** PROMPT **
Each line from the one containing "Note: the class marks the turquoise" through the final line below must be reproduced exactly, and no others.

[Point-per-instance localization data]

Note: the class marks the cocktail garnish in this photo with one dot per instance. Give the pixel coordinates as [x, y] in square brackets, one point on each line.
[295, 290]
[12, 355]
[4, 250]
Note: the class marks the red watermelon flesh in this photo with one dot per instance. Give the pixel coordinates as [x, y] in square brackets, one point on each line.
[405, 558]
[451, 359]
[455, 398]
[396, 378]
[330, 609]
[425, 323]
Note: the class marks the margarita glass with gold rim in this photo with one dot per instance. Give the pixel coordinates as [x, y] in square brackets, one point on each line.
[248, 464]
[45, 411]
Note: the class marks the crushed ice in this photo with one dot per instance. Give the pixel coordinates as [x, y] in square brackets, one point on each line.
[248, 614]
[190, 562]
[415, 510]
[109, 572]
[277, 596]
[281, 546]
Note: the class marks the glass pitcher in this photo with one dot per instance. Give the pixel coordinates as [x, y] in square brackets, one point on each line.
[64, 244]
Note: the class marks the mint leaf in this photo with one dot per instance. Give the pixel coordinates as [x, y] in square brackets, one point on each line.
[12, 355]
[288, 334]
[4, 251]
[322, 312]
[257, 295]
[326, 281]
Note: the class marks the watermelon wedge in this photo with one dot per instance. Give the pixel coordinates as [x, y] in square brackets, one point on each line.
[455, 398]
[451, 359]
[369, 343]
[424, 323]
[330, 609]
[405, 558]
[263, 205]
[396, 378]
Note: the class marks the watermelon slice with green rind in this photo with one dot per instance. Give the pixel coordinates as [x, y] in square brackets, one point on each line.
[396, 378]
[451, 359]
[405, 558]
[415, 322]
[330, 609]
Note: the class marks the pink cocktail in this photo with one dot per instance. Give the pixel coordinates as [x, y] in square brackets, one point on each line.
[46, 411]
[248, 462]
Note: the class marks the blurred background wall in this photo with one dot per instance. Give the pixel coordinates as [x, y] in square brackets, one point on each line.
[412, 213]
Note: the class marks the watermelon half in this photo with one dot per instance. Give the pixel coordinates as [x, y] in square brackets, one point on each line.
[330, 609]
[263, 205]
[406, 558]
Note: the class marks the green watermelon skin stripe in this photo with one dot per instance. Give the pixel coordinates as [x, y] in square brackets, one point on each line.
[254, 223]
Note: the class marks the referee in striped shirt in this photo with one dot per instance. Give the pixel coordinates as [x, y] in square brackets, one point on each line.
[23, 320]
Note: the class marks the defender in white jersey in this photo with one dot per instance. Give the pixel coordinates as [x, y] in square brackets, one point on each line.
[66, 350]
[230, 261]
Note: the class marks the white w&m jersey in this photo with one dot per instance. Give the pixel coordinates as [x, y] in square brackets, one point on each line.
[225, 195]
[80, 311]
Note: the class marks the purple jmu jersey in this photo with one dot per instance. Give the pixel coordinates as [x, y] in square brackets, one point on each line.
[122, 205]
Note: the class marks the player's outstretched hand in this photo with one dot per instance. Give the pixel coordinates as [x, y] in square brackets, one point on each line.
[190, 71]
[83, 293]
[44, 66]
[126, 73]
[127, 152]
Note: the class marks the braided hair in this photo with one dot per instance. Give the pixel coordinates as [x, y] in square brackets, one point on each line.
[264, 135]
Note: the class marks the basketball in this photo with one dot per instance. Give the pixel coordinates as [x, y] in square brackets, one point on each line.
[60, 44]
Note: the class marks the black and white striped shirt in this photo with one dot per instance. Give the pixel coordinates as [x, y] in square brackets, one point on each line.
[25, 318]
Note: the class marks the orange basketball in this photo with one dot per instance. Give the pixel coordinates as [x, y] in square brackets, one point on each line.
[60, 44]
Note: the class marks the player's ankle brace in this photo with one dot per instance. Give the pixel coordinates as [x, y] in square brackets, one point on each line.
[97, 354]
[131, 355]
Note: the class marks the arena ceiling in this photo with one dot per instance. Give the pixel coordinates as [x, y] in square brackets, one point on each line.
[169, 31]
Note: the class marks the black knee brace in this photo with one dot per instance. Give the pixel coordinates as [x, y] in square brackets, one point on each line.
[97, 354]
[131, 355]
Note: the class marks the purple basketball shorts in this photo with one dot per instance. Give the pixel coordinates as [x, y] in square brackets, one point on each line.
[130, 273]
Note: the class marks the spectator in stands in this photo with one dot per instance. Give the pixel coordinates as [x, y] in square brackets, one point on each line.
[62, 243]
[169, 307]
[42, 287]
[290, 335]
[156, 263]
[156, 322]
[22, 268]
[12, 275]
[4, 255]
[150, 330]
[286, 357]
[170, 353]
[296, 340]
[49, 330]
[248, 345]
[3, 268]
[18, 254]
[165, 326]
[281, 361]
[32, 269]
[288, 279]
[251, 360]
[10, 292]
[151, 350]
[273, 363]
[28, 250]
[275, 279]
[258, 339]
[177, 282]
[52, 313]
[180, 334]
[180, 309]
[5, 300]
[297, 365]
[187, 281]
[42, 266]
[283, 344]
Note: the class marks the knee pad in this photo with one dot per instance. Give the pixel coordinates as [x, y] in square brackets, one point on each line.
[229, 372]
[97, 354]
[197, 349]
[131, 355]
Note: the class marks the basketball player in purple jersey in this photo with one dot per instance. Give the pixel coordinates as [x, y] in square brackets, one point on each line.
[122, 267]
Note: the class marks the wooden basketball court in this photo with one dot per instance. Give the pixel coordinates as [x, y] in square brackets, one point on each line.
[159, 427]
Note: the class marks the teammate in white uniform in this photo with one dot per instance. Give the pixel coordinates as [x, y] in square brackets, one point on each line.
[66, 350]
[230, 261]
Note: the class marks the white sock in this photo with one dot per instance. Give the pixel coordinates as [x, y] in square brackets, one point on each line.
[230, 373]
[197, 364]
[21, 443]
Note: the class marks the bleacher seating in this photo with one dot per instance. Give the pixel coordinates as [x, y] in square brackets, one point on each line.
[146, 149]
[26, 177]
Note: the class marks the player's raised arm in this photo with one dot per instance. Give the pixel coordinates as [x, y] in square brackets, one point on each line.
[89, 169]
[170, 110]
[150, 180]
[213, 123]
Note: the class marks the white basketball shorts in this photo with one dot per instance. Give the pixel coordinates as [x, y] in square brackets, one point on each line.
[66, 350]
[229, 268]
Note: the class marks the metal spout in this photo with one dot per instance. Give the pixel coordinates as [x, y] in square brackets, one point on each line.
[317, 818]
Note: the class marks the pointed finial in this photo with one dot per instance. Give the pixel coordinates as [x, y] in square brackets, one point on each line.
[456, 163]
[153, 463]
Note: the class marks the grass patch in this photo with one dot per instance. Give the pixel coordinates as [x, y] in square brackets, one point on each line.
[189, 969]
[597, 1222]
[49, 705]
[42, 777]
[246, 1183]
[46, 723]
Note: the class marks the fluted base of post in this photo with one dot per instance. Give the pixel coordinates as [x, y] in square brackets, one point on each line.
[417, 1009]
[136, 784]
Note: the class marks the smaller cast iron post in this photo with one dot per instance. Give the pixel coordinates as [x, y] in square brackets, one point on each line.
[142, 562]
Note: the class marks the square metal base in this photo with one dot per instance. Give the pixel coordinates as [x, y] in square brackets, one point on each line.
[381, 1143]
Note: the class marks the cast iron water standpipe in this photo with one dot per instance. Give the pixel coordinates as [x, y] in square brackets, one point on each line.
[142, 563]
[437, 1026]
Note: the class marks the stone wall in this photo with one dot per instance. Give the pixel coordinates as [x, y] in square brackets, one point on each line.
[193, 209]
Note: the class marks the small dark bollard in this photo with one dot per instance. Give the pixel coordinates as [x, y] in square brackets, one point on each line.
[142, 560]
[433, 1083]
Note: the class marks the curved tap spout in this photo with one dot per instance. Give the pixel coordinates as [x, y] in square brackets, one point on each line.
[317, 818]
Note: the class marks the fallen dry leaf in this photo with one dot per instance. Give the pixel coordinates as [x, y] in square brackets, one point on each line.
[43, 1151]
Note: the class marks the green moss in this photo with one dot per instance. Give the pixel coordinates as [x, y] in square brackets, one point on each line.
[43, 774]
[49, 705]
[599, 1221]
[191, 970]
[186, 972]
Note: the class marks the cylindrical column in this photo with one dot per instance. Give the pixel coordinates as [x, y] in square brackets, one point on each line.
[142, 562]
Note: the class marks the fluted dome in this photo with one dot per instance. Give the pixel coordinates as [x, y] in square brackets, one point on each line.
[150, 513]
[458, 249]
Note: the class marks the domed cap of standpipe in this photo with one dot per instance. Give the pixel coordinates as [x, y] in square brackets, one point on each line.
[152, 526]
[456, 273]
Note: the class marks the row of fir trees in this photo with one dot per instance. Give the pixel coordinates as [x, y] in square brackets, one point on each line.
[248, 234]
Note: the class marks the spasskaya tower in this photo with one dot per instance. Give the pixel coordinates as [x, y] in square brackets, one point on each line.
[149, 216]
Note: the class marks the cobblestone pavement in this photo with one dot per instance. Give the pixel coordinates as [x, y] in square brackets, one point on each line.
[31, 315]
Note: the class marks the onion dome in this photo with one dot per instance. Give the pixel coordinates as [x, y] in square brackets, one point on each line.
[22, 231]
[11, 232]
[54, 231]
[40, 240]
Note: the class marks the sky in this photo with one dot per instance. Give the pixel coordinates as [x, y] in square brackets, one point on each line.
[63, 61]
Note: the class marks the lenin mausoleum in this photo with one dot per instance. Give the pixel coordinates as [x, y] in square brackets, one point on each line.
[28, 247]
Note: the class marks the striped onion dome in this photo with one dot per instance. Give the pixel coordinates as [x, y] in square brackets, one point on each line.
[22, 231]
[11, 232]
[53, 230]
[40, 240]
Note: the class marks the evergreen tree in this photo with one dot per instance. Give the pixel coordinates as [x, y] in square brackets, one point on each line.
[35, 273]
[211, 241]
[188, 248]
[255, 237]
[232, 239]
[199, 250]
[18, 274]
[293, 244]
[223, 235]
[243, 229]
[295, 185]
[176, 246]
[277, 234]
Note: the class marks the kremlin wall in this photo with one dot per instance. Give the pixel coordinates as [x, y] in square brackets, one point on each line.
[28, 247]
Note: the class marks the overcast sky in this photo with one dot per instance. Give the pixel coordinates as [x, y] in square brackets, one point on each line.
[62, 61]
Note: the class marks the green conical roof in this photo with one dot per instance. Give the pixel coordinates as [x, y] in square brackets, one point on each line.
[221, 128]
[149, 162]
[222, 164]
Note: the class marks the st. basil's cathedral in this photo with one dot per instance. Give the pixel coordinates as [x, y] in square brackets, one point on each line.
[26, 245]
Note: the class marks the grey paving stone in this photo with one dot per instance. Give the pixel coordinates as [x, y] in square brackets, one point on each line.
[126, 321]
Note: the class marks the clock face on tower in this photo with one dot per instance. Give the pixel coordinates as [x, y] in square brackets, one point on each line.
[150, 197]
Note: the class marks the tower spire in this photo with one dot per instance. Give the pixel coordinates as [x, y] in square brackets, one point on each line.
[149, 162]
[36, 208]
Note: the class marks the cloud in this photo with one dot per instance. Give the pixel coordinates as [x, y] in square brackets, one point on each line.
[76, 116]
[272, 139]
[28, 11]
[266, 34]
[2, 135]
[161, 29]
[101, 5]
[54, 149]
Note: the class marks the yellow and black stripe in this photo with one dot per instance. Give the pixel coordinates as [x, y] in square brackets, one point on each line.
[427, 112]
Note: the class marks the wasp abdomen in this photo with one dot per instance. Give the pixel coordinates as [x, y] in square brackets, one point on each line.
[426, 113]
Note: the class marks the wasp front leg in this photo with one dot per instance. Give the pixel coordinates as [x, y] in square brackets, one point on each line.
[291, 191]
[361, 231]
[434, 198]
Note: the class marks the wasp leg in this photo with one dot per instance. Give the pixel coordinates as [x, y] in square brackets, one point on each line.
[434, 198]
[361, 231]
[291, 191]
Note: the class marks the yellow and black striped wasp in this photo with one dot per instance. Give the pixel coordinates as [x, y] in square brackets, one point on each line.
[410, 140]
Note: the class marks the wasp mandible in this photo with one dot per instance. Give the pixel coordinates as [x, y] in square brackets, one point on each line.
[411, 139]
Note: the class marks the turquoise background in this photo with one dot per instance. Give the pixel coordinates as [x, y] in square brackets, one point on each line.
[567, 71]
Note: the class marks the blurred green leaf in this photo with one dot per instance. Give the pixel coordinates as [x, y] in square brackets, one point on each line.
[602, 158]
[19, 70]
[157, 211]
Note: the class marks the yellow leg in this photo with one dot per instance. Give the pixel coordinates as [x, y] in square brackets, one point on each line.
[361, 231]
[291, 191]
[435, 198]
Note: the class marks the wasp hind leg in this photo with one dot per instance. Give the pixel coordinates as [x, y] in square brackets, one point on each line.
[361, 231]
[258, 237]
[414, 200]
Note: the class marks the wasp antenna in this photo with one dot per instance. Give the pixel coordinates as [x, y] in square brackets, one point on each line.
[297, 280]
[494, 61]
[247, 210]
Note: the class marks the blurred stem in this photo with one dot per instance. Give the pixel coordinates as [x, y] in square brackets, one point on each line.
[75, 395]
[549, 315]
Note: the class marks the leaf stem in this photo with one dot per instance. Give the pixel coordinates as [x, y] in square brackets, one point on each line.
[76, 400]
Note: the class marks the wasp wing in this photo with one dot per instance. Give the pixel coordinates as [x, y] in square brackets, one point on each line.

** RESULT OF THE TASK **
Note: the class marks the turquoise background in this photo with one dot per instance. Give the pixel coordinates as [x, y] in square brackets, one point on each line.
[567, 71]
Note: the class marks the blurred green leaf in this photo with one dot per instance. Give the pixel coordinates as [x, y] in square brackets, one point on each line.
[602, 158]
[19, 70]
[157, 211]
Note: the class marks the yellow leg in this photo with one dot per instance. Give the pixel coordinates as [x, y] in square brackets, one point on each line.
[361, 231]
[291, 191]
[435, 198]
Note: the class marks the wasp hind leg in this photo with one dot per instance. Give the pixel coordinates as [x, y] in square brackets, one point on each line.
[361, 231]
[258, 237]
[414, 200]
Note: the class marks the wasp antenna in this photo with one dot per instance. Give the pixel coordinates as [x, y] in square brackets, one point on each line.
[297, 280]
[494, 61]
[247, 210]
Note: the class marks the blurred stem in this photo with one dot per instance. Give the pixel coordinates as [x, y] in square brackets, one point on each line.
[75, 395]
[549, 315]
Note: the class marks the leaf stem in this photo with one dot per instance. Give the pixel coordinates as [x, y] in square brackets, one point on each line.
[76, 400]
Note: the class marks the wasp wing in this photo with one dot per instance. Give the pixel coordinates as [x, y] in square brackets, one point on each line.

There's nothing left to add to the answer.